▶ [SET EXERCISE]: Each record must be retyped in full. No character may differ.

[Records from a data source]
########
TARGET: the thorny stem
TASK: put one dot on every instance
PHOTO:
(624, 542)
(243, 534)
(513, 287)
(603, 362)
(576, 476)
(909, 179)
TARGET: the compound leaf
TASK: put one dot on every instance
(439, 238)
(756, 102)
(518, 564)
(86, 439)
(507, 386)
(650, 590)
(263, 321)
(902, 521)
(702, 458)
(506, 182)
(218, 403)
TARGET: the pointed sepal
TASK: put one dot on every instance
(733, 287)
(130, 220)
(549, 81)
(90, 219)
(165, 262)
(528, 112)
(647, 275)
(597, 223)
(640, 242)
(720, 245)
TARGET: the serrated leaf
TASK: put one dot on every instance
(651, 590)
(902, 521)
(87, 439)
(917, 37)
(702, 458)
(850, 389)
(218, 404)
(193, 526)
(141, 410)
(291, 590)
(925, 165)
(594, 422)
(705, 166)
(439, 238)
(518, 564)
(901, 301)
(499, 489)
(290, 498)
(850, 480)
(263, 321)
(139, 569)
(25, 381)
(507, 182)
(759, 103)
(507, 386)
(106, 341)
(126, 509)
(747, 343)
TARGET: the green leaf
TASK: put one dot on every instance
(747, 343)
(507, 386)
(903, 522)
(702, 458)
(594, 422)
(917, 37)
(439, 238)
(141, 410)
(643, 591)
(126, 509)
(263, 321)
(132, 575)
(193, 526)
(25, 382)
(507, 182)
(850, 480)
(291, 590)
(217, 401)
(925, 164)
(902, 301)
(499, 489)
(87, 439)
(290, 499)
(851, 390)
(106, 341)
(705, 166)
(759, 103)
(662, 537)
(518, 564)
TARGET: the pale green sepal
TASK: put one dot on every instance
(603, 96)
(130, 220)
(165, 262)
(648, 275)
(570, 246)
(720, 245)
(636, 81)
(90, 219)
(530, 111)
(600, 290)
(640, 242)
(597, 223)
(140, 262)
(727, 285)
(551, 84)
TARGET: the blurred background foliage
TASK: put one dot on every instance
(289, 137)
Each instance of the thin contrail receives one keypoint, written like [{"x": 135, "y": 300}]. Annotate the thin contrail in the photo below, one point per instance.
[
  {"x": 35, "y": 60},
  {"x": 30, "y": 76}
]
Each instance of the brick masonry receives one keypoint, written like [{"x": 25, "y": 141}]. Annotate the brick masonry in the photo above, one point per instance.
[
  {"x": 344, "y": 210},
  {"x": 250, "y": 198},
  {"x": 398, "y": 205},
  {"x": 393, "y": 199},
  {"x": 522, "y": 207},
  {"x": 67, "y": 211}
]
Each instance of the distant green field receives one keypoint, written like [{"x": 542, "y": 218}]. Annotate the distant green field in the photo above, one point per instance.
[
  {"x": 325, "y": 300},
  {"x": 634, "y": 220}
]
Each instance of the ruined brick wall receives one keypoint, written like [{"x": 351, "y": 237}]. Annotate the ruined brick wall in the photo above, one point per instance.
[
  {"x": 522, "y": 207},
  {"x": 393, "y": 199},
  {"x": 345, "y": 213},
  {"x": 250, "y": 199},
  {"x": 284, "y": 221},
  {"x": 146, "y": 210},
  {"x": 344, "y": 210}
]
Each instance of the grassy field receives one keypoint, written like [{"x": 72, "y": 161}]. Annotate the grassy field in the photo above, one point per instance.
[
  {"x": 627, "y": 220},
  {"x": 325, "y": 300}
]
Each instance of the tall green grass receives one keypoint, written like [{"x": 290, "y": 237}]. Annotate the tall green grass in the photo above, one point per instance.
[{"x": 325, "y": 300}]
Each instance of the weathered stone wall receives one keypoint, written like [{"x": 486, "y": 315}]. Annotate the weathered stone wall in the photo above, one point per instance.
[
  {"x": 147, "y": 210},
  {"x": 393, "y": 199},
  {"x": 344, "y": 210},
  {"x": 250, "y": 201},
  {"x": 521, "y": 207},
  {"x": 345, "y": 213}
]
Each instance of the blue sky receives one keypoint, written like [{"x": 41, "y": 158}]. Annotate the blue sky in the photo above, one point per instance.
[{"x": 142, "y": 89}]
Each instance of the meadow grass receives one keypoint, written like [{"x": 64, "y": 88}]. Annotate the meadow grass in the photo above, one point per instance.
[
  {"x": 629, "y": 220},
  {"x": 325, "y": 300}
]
########
▶ [FINAL ANSWER]:
TARGET: the thorny stem
TASK: put one dot on every instance
PHOTO:
(624, 542)
(243, 534)
(513, 287)
(603, 362)
(576, 476)
(909, 179)
TARGET: the compound leaf
TASK: put one dot on every instance
(439, 238)
(756, 102)
(518, 564)
(86, 439)
(507, 386)
(650, 590)
(263, 321)
(902, 521)
(702, 458)
(506, 182)
(218, 403)
TARGET: the pointed sepal
TASK: put one dot on every instance
(733, 287)
(130, 220)
(549, 81)
(90, 219)
(165, 262)
(528, 112)
(647, 275)
(597, 223)
(640, 242)
(720, 245)
TARGET: the serrated leaf
TASK: put one dot on every instance
(651, 590)
(902, 521)
(87, 439)
(917, 37)
(702, 458)
(850, 389)
(218, 404)
(193, 526)
(141, 410)
(291, 590)
(925, 165)
(594, 422)
(705, 166)
(439, 238)
(518, 564)
(901, 301)
(499, 489)
(290, 498)
(850, 480)
(263, 321)
(139, 569)
(25, 381)
(507, 182)
(759, 103)
(507, 386)
(106, 341)
(126, 509)
(747, 343)
TARGET: the green leaf
TASK: put one dot on every instance
(747, 343)
(507, 386)
(903, 522)
(702, 458)
(594, 422)
(917, 37)
(439, 238)
(141, 410)
(643, 591)
(126, 509)
(263, 321)
(132, 575)
(193, 526)
(25, 382)
(507, 182)
(850, 480)
(291, 590)
(217, 401)
(925, 164)
(902, 301)
(499, 489)
(87, 439)
(290, 499)
(851, 390)
(106, 341)
(705, 166)
(759, 103)
(662, 537)
(518, 564)
TARGET: the pale green sepal
TASK: put one dot on every instance
(603, 96)
(130, 220)
(165, 262)
(648, 275)
(570, 246)
(720, 245)
(636, 81)
(90, 219)
(530, 111)
(600, 290)
(640, 242)
(597, 223)
(140, 262)
(727, 285)
(551, 84)
TARGET: the blurred background foliage
TASK: put one dot on every instance
(289, 137)
Each instance of the thin contrail receives one keypoint, written like [{"x": 135, "y": 300}]. Annotate the thin contrail in the photo below, one point per instance.
[
  {"x": 35, "y": 60},
  {"x": 30, "y": 76}
]
Each instance of the brick masonry receives one keypoint, written like [{"x": 25, "y": 141}]. Annotate the brick masonry in the photo above, one point per instance.
[
  {"x": 344, "y": 210},
  {"x": 250, "y": 198},
  {"x": 398, "y": 205},
  {"x": 393, "y": 199},
  {"x": 522, "y": 207},
  {"x": 67, "y": 211}
]
Each instance of the distant green field receives one keypoint, written like [{"x": 542, "y": 218}]. Annotate the distant green field in the photo above, one point per instance.
[
  {"x": 325, "y": 300},
  {"x": 634, "y": 220}
]
Each instance of the ruined brick wall receives one keypoint, written like [{"x": 351, "y": 237}]. Annotate the ruined brick wall in the photo above, one point per instance.
[
  {"x": 522, "y": 207},
  {"x": 393, "y": 199},
  {"x": 345, "y": 213},
  {"x": 250, "y": 199},
  {"x": 284, "y": 221},
  {"x": 146, "y": 210},
  {"x": 344, "y": 210}
]
Each instance of the grassy field receives one keypoint, written like [{"x": 72, "y": 161}]. Annotate the grassy field in the photo above, one point per instance.
[
  {"x": 627, "y": 220},
  {"x": 325, "y": 300}
]
Each instance of the tall green grass receives one keypoint, written like [{"x": 290, "y": 237}]. Annotate the tall green grass in the photo above, one point per instance.
[{"x": 325, "y": 300}]
Each instance of the weathered stone wall receives one keypoint, written like [{"x": 486, "y": 315}]. Annotate the weathered stone wall in the photo above, one point per instance.
[
  {"x": 147, "y": 210},
  {"x": 393, "y": 199},
  {"x": 344, "y": 210},
  {"x": 250, "y": 201},
  {"x": 521, "y": 207},
  {"x": 345, "y": 213}
]
Each instance of the blue sky receives one keypoint, written like [{"x": 41, "y": 158}]. Annotate the blue sky in the photo above, one point per instance.
[{"x": 142, "y": 89}]
Each instance of the meadow grass receives one keypoint, written like [{"x": 64, "y": 88}]. Annotate the meadow grass in the photo above, one point per instance.
[
  {"x": 629, "y": 220},
  {"x": 325, "y": 300}
]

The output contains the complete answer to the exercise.